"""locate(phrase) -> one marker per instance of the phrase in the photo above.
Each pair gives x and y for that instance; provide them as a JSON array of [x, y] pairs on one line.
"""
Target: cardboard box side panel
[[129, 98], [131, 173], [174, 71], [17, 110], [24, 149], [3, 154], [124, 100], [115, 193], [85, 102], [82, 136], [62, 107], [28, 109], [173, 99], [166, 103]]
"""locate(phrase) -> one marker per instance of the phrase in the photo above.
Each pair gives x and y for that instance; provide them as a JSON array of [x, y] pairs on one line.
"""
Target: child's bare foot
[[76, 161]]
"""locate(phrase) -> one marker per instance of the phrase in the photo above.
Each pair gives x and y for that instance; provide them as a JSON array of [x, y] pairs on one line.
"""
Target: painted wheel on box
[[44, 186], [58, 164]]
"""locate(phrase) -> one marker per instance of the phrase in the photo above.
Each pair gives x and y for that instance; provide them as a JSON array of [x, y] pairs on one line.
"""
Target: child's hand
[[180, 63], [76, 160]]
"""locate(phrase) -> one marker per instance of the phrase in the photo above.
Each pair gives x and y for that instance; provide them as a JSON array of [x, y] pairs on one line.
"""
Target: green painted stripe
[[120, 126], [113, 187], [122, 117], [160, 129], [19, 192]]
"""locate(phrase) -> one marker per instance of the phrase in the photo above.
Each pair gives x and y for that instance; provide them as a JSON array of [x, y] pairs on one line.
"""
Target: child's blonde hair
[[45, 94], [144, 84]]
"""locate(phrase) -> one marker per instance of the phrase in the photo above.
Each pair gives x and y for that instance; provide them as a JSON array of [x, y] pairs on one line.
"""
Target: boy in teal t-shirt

* [WORK TO COMPLETE]: Lay out the entries above as a Markdown table with the columns Row and Entry line. Start with the first entry line and include everything up to and including the line with "Target: cardboard box side panel". Give each line its own numbered row and leave out blank lines.

* [FULL ANSWER]:
| Row | Entry line |
|---|---|
| 1 | """locate(phrase) -> one marker per instance of the phrase in the photo above. |
| 2 | Each pair gives x and y for that instance; provide them as a JSON array of [x, y] pairs on one line. |
| 3 | """ |
| 4 | Target: cardboard box side panel |